(Part of a data file)
* Start *
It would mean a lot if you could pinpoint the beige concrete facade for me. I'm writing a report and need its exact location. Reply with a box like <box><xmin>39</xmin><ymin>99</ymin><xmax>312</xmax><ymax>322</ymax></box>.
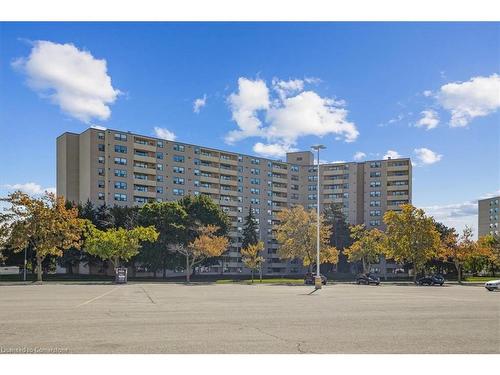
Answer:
<box><xmin>57</xmin><ymin>128</ymin><xmax>411</xmax><ymax>275</ymax></box>
<box><xmin>478</xmin><ymin>196</ymin><xmax>500</xmax><ymax>237</ymax></box>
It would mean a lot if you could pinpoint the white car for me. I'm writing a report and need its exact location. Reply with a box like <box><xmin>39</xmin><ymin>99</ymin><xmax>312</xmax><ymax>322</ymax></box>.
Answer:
<box><xmin>484</xmin><ymin>280</ymin><xmax>500</xmax><ymax>292</ymax></box>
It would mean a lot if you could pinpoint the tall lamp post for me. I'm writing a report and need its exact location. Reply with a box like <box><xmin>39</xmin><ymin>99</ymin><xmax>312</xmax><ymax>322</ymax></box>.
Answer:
<box><xmin>311</xmin><ymin>145</ymin><xmax>326</xmax><ymax>289</ymax></box>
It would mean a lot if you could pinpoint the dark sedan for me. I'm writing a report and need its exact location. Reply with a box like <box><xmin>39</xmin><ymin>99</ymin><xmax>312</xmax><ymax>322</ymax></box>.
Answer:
<box><xmin>417</xmin><ymin>275</ymin><xmax>444</xmax><ymax>286</ymax></box>
<box><xmin>304</xmin><ymin>272</ymin><xmax>327</xmax><ymax>285</ymax></box>
<box><xmin>356</xmin><ymin>273</ymin><xmax>380</xmax><ymax>285</ymax></box>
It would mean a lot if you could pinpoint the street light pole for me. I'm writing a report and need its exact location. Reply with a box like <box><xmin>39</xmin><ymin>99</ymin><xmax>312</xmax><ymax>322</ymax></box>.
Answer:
<box><xmin>311</xmin><ymin>145</ymin><xmax>326</xmax><ymax>289</ymax></box>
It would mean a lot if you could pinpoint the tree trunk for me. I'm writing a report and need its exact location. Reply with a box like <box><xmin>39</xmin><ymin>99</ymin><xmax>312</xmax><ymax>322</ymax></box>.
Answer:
<box><xmin>36</xmin><ymin>254</ymin><xmax>43</xmax><ymax>283</ymax></box>
<box><xmin>186</xmin><ymin>255</ymin><xmax>191</xmax><ymax>284</ymax></box>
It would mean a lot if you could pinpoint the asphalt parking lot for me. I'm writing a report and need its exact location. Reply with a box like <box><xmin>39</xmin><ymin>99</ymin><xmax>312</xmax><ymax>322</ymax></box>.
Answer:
<box><xmin>0</xmin><ymin>283</ymin><xmax>500</xmax><ymax>353</ymax></box>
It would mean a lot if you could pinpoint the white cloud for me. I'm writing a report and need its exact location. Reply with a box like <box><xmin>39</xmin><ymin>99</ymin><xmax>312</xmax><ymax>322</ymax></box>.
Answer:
<box><xmin>253</xmin><ymin>142</ymin><xmax>297</xmax><ymax>158</ymax></box>
<box><xmin>226</xmin><ymin>78</ymin><xmax>359</xmax><ymax>146</ymax></box>
<box><xmin>415</xmin><ymin>109</ymin><xmax>439</xmax><ymax>130</ymax></box>
<box><xmin>193</xmin><ymin>94</ymin><xmax>207</xmax><ymax>113</ymax></box>
<box><xmin>414</xmin><ymin>147</ymin><xmax>443</xmax><ymax>164</ymax></box>
<box><xmin>436</xmin><ymin>74</ymin><xmax>500</xmax><ymax>127</ymax></box>
<box><xmin>225</xmin><ymin>77</ymin><xmax>270</xmax><ymax>144</ymax></box>
<box><xmin>354</xmin><ymin>151</ymin><xmax>366</xmax><ymax>161</ymax></box>
<box><xmin>383</xmin><ymin>150</ymin><xmax>401</xmax><ymax>160</ymax></box>
<box><xmin>154</xmin><ymin>126</ymin><xmax>177</xmax><ymax>141</ymax></box>
<box><xmin>2</xmin><ymin>182</ymin><xmax>56</xmax><ymax>195</ymax></box>
<box><xmin>271</xmin><ymin>78</ymin><xmax>304</xmax><ymax>100</ymax></box>
<box><xmin>12</xmin><ymin>40</ymin><xmax>120</xmax><ymax>123</ymax></box>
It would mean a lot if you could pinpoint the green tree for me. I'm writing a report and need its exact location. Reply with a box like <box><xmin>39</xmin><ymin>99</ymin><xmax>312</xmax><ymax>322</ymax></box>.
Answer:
<box><xmin>345</xmin><ymin>225</ymin><xmax>385</xmax><ymax>273</ymax></box>
<box><xmin>172</xmin><ymin>223</ymin><xmax>229</xmax><ymax>283</ymax></box>
<box><xmin>137</xmin><ymin>202</ymin><xmax>187</xmax><ymax>278</ymax></box>
<box><xmin>384</xmin><ymin>204</ymin><xmax>440</xmax><ymax>281</ymax></box>
<box><xmin>85</xmin><ymin>226</ymin><xmax>158</xmax><ymax>268</ymax></box>
<box><xmin>0</xmin><ymin>191</ymin><xmax>85</xmax><ymax>282</ymax></box>
<box><xmin>323</xmin><ymin>203</ymin><xmax>352</xmax><ymax>272</ymax></box>
<box><xmin>241</xmin><ymin>241</ymin><xmax>265</xmax><ymax>283</ymax></box>
<box><xmin>276</xmin><ymin>206</ymin><xmax>338</xmax><ymax>270</ymax></box>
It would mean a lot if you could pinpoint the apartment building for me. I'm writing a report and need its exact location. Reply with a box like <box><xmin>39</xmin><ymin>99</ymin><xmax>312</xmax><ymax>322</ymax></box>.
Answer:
<box><xmin>477</xmin><ymin>196</ymin><xmax>500</xmax><ymax>237</ymax></box>
<box><xmin>57</xmin><ymin>128</ymin><xmax>412</xmax><ymax>275</ymax></box>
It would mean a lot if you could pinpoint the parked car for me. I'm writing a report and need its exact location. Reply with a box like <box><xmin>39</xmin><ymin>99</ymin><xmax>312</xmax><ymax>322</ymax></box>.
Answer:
<box><xmin>484</xmin><ymin>280</ymin><xmax>500</xmax><ymax>292</ymax></box>
<box><xmin>417</xmin><ymin>275</ymin><xmax>444</xmax><ymax>286</ymax></box>
<box><xmin>356</xmin><ymin>273</ymin><xmax>380</xmax><ymax>285</ymax></box>
<box><xmin>304</xmin><ymin>272</ymin><xmax>327</xmax><ymax>285</ymax></box>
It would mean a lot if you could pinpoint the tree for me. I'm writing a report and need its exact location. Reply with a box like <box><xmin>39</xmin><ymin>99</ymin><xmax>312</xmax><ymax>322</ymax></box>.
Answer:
<box><xmin>478</xmin><ymin>234</ymin><xmax>500</xmax><ymax>276</ymax></box>
<box><xmin>175</xmin><ymin>194</ymin><xmax>230</xmax><ymax>278</ymax></box>
<box><xmin>241</xmin><ymin>241</ymin><xmax>265</xmax><ymax>283</ymax></box>
<box><xmin>344</xmin><ymin>225</ymin><xmax>385</xmax><ymax>273</ymax></box>
<box><xmin>323</xmin><ymin>203</ymin><xmax>352</xmax><ymax>272</ymax></box>
<box><xmin>241</xmin><ymin>206</ymin><xmax>259</xmax><ymax>248</ymax></box>
<box><xmin>85</xmin><ymin>226</ymin><xmax>158</xmax><ymax>268</ymax></box>
<box><xmin>276</xmin><ymin>206</ymin><xmax>338</xmax><ymax>270</ymax></box>
<box><xmin>384</xmin><ymin>204</ymin><xmax>440</xmax><ymax>281</ymax></box>
<box><xmin>1</xmin><ymin>191</ymin><xmax>85</xmax><ymax>282</ymax></box>
<box><xmin>173</xmin><ymin>224</ymin><xmax>229</xmax><ymax>283</ymax></box>
<box><xmin>137</xmin><ymin>202</ymin><xmax>187</xmax><ymax>278</ymax></box>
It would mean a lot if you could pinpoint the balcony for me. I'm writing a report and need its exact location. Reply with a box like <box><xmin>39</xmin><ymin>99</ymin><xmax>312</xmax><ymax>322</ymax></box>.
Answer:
<box><xmin>134</xmin><ymin>178</ymin><xmax>156</xmax><ymax>186</ymax></box>
<box><xmin>134</xmin><ymin>154</ymin><xmax>156</xmax><ymax>163</ymax></box>
<box><xmin>134</xmin><ymin>167</ymin><xmax>156</xmax><ymax>176</ymax></box>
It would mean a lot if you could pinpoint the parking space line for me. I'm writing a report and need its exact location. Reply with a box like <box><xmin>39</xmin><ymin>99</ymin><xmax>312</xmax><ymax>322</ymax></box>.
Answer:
<box><xmin>75</xmin><ymin>287</ymin><xmax>119</xmax><ymax>307</ymax></box>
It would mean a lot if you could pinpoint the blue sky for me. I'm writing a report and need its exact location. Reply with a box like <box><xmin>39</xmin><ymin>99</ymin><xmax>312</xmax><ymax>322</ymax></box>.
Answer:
<box><xmin>0</xmin><ymin>23</ymin><xmax>500</xmax><ymax>235</ymax></box>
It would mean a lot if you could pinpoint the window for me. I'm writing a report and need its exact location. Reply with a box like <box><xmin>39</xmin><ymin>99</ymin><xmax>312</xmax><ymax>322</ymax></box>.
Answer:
<box><xmin>115</xmin><ymin>193</ymin><xmax>127</xmax><ymax>202</ymax></box>
<box><xmin>250</xmin><ymin>178</ymin><xmax>260</xmax><ymax>185</ymax></box>
<box><xmin>115</xmin><ymin>145</ymin><xmax>127</xmax><ymax>154</ymax></box>
<box><xmin>115</xmin><ymin>181</ymin><xmax>127</xmax><ymax>189</ymax></box>
<box><xmin>115</xmin><ymin>169</ymin><xmax>127</xmax><ymax>177</ymax></box>
<box><xmin>174</xmin><ymin>177</ymin><xmax>184</xmax><ymax>185</ymax></box>
<box><xmin>115</xmin><ymin>133</ymin><xmax>127</xmax><ymax>141</ymax></box>
<box><xmin>172</xmin><ymin>189</ymin><xmax>184</xmax><ymax>195</ymax></box>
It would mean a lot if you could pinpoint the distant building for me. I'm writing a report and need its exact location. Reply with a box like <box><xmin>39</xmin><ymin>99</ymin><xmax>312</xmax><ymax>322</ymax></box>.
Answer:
<box><xmin>478</xmin><ymin>196</ymin><xmax>500</xmax><ymax>237</ymax></box>
<box><xmin>57</xmin><ymin>128</ymin><xmax>412</xmax><ymax>275</ymax></box>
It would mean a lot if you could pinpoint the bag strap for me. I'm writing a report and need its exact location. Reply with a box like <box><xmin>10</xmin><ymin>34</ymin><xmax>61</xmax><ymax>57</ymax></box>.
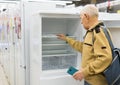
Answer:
<box><xmin>102</xmin><ymin>26</ymin><xmax>114</xmax><ymax>49</ymax></box>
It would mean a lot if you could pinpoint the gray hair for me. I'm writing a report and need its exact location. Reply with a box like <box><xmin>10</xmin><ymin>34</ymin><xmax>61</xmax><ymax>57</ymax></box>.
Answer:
<box><xmin>80</xmin><ymin>4</ymin><xmax>98</xmax><ymax>17</ymax></box>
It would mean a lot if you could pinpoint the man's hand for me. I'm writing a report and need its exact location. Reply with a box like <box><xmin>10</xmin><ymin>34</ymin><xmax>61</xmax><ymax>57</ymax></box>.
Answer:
<box><xmin>73</xmin><ymin>70</ymin><xmax>84</xmax><ymax>81</ymax></box>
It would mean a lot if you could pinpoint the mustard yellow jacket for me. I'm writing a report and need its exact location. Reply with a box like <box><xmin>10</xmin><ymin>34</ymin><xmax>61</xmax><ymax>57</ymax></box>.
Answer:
<box><xmin>66</xmin><ymin>23</ymin><xmax>112</xmax><ymax>85</ymax></box>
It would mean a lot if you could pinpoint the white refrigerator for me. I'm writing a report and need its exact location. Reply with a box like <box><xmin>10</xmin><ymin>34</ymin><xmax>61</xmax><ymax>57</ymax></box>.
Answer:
<box><xmin>25</xmin><ymin>3</ymin><xmax>84</xmax><ymax>85</ymax></box>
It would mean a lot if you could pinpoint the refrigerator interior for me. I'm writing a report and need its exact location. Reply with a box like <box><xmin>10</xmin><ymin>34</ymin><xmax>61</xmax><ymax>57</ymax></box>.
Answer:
<box><xmin>30</xmin><ymin>13</ymin><xmax>83</xmax><ymax>85</ymax></box>
<box><xmin>42</xmin><ymin>18</ymin><xmax>82</xmax><ymax>71</ymax></box>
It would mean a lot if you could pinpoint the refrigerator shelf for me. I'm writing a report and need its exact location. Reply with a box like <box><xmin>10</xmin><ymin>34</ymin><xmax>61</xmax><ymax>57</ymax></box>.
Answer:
<box><xmin>42</xmin><ymin>34</ymin><xmax>76</xmax><ymax>39</ymax></box>
<box><xmin>42</xmin><ymin>53</ymin><xmax>77</xmax><ymax>57</ymax></box>
<box><xmin>42</xmin><ymin>44</ymin><xmax>68</xmax><ymax>46</ymax></box>
<box><xmin>42</xmin><ymin>49</ymin><xmax>71</xmax><ymax>55</ymax></box>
* End *
- Task description
Copy out word for word the rows starting at the line that contains "It would mean a lot if you could pinpoint the mustard" and ending at the last line of the data file, including both ends.

- Correct answer
It would mean a lot if you could pinpoint the mustard yellow jacket for me. I'm writing a report and need its exact location. Reply with a box like <box><xmin>10</xmin><ymin>34</ymin><xmax>61</xmax><ymax>57</ymax></box>.
Answer:
<box><xmin>66</xmin><ymin>23</ymin><xmax>112</xmax><ymax>85</ymax></box>
It would mean a lot if you could pinpoint the white refrigerator for me. I'm writing a report and need its exact location. Reply with a box like <box><xmin>10</xmin><ymin>34</ymin><xmax>61</xmax><ymax>57</ymax></box>.
Answer:
<box><xmin>25</xmin><ymin>3</ymin><xmax>84</xmax><ymax>85</ymax></box>
It would mean a lot if you could pinpoint the refrigerator interior for me. I'm writing a report and need its exact location. Reply with a box like <box><xmin>10</xmin><ymin>34</ymin><xmax>61</xmax><ymax>57</ymax></box>.
Answer:
<box><xmin>30</xmin><ymin>13</ymin><xmax>83</xmax><ymax>85</ymax></box>
<box><xmin>42</xmin><ymin>18</ymin><xmax>82</xmax><ymax>71</ymax></box>
It would mean a lot if you could pinpoint the refrigerator shelf for me. I'm writing a report and need its exact location. Reply with a box like <box><xmin>10</xmin><ymin>34</ymin><xmax>61</xmax><ymax>57</ymax></box>.
Answer:
<box><xmin>42</xmin><ymin>34</ymin><xmax>76</xmax><ymax>39</ymax></box>
<box><xmin>42</xmin><ymin>53</ymin><xmax>77</xmax><ymax>57</ymax></box>
<box><xmin>42</xmin><ymin>44</ymin><xmax>68</xmax><ymax>46</ymax></box>
<box><xmin>42</xmin><ymin>49</ymin><xmax>71</xmax><ymax>55</ymax></box>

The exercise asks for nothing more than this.